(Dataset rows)
=-=-=-=-=

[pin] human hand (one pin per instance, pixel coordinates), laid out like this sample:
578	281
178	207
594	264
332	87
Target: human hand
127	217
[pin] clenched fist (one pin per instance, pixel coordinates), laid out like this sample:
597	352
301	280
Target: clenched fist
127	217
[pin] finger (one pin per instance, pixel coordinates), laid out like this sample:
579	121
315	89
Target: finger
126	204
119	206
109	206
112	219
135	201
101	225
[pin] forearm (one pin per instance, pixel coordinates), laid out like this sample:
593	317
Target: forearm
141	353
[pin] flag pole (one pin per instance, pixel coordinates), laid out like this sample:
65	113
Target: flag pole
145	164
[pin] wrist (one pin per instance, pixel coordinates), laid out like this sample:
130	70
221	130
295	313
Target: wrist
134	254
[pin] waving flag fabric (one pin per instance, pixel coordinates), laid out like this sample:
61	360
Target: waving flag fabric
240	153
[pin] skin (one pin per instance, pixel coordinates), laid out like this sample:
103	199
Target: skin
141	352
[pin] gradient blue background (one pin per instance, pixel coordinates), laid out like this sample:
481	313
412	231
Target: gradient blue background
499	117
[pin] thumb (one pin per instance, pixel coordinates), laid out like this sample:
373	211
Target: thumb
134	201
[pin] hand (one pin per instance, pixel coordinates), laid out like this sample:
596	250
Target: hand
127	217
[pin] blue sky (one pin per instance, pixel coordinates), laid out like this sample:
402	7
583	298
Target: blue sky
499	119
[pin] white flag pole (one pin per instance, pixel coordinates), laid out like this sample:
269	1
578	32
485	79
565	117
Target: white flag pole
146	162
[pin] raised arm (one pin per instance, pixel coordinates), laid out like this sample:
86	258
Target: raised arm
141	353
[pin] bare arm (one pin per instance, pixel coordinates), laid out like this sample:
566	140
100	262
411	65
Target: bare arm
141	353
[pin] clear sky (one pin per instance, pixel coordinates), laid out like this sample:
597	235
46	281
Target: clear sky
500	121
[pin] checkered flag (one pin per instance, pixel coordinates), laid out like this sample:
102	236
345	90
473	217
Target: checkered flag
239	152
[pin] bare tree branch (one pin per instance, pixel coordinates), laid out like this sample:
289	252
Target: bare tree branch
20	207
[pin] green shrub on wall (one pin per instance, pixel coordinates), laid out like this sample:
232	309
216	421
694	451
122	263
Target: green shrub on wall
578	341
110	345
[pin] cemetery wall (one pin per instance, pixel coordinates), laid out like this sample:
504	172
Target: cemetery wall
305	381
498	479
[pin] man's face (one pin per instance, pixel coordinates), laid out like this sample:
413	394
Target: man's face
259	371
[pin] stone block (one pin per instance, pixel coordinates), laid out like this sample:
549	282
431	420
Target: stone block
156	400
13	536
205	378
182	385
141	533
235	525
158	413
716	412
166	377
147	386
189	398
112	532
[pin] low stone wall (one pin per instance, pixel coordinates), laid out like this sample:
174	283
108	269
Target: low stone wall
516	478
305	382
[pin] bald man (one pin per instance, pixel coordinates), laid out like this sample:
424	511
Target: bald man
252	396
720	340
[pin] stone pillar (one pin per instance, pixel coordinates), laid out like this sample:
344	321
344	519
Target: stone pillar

=-=-=-=-=

*YOUR OBJECTIVE*
Quote the records above exactly, starting with the line that contains "[pin] stone pillar" and going on through the end of the records.

*FULL SOLUTION*
[pin] stone pillar (one pin per instance, pixel coordinates), laid out like this sample:
344	321
344	519
Target: stone pillar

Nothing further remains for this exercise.